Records
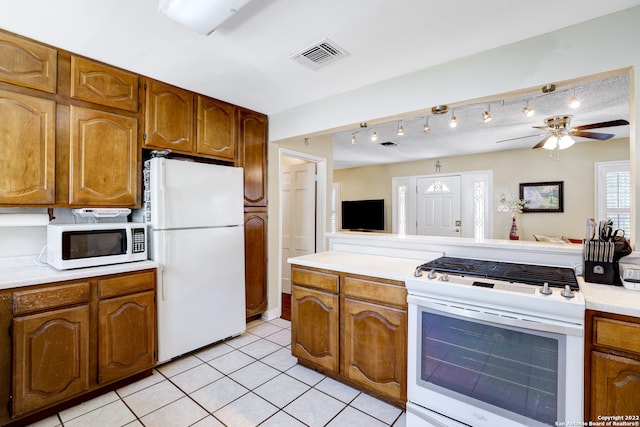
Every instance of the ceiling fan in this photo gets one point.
(560, 132)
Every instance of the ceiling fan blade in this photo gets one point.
(602, 125)
(539, 144)
(518, 137)
(592, 135)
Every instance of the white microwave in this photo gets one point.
(90, 245)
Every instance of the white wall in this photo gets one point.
(510, 168)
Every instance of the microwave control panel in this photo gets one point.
(138, 240)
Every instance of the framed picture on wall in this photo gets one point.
(542, 196)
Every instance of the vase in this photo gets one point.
(513, 234)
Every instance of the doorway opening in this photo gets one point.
(302, 214)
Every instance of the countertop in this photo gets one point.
(27, 270)
(385, 267)
(607, 298)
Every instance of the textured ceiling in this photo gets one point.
(247, 60)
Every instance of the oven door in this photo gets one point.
(484, 367)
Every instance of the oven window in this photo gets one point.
(90, 244)
(510, 369)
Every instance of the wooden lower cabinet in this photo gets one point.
(255, 268)
(353, 328)
(612, 366)
(126, 343)
(74, 338)
(50, 358)
(375, 347)
(317, 341)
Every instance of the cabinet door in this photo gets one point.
(255, 247)
(314, 327)
(28, 64)
(216, 133)
(50, 358)
(103, 168)
(27, 149)
(253, 158)
(168, 117)
(375, 342)
(615, 385)
(103, 84)
(126, 343)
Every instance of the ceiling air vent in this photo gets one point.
(321, 53)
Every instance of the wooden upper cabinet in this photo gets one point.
(28, 64)
(216, 131)
(27, 149)
(168, 117)
(103, 158)
(102, 84)
(253, 157)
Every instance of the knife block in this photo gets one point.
(602, 272)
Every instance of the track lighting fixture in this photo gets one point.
(453, 122)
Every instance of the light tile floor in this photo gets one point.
(249, 380)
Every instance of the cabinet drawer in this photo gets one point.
(316, 279)
(616, 334)
(126, 284)
(382, 292)
(33, 300)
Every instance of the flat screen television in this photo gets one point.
(363, 215)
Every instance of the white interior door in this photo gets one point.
(298, 215)
(438, 206)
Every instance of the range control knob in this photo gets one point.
(545, 289)
(567, 292)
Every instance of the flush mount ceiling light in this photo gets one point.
(486, 116)
(573, 102)
(202, 16)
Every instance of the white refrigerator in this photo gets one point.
(196, 229)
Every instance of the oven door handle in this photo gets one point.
(498, 317)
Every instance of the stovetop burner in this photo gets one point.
(512, 272)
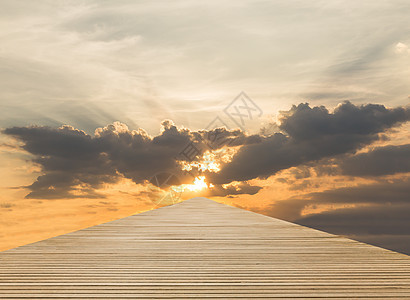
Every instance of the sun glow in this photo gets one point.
(198, 185)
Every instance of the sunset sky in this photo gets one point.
(103, 105)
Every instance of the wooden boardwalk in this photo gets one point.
(202, 249)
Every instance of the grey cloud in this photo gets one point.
(311, 134)
(75, 164)
(380, 161)
(241, 188)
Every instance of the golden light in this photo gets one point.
(198, 185)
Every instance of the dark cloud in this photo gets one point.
(380, 161)
(240, 188)
(75, 164)
(311, 134)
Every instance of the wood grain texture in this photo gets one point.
(202, 249)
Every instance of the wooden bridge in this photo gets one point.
(202, 249)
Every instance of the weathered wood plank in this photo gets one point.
(202, 249)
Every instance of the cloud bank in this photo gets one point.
(76, 164)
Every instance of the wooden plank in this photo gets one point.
(202, 249)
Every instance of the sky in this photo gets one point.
(113, 108)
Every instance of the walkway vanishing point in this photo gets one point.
(202, 249)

*What you will do*
Write out the listing above again with every "gets one point" switched to "receives one point" and everything else unchanged. Omit the pictures from your version.

*Completed exercise*
Every instance of the ceiling fan in this photo receives one point.
(560, 132)
Every instance of the ceiling fan blade in this photo receives one point.
(602, 125)
(539, 144)
(518, 137)
(592, 135)
Every instance of the white microwave in this photo receives one point.
(90, 245)
Every instance of the white wall in this photo receives one point.
(510, 168)
Every instance of the microwave control panel in this photo receives one point.
(138, 240)
Every instance of the framed picture on wall in this photo receives one point.
(542, 196)
Every instance of the vase in this photo receives one point.
(513, 234)
Every instance of the doorway opening in this photo receives one point.
(302, 214)
Every instance of the countertop in this photo receives one point.
(27, 270)
(385, 267)
(607, 298)
Every instance of the textured ceiling in this photo receives one point.
(247, 60)
Every instance of the oven door in this photo receives one point.
(484, 367)
Every instance of the oven window in this photo receives one point.
(90, 244)
(510, 369)
Every instance of the wooden lower cabinet in this photo receives one point.
(255, 268)
(353, 328)
(612, 366)
(126, 343)
(74, 338)
(50, 358)
(375, 347)
(317, 341)
Every instance of the cabinet door in this photo receives one point.
(255, 247)
(314, 327)
(28, 64)
(216, 133)
(50, 358)
(103, 168)
(27, 149)
(253, 158)
(168, 117)
(375, 342)
(615, 385)
(103, 84)
(126, 343)
Every instance of the ceiling air vent in this photo receives one point.
(321, 53)
Every instance of the wooden upper cabinet in this photo receives one point.
(28, 64)
(216, 131)
(27, 149)
(168, 117)
(103, 158)
(102, 84)
(253, 157)
Every instance of the knife block in this photo receives one point.
(602, 272)
Every instance of the track lighting fixture in this photo receives one point.
(453, 122)
Every instance of the light tile floor in this photo receives one point.
(249, 380)
Every instance of the cabinet drawer in this photo receives one point.
(316, 279)
(616, 334)
(126, 284)
(382, 292)
(33, 300)
Every instance of the flat screen television in this photo receives one point.
(363, 215)
Every instance of the white interior door in this photo receives one point.
(298, 215)
(438, 206)
Every instance of the range control knob in this photo receives one point.
(545, 289)
(567, 292)
Every instance of the flush mount ceiling light in this photo receives one point.
(486, 116)
(573, 102)
(202, 16)
Every instance of the white refrigerator in this photo receives one point.
(196, 229)
Every instance of the oven door handle in this photo receives one point.
(498, 317)
Every instance of the stovetop burner in this photo receives one point.
(512, 272)
Every instance of the sun glow in this photo receives one point.
(198, 185)
Every instance of the sunset sky in this photo receives one point.
(103, 105)
Every instance of the wooden boardwalk in this photo receives one point.
(202, 249)
Every instance of the grey cloud in this photo receives one point.
(311, 134)
(75, 164)
(380, 161)
(241, 188)
Every instance of the golden light in this photo receives one point.
(198, 185)
Every instance of the dark cloud in this photo receives one point.
(380, 161)
(240, 188)
(75, 164)
(311, 134)
Every instance of the wood grain texture in this photo receives one point.
(202, 249)
Every instance of the wooden bridge in this photo receives one point.
(202, 249)
Every instance of the weathered wood plank in this photo receives one point.
(202, 249)
Every instance of the cloud bank in this photo receives one point.
(76, 164)
Every instance of the wooden plank in this photo receives one point.
(202, 249)
Every instance of the sky in this photo receives one point.
(113, 108)
Every instance of the walkway vanishing point in this photo receives one point.
(202, 249)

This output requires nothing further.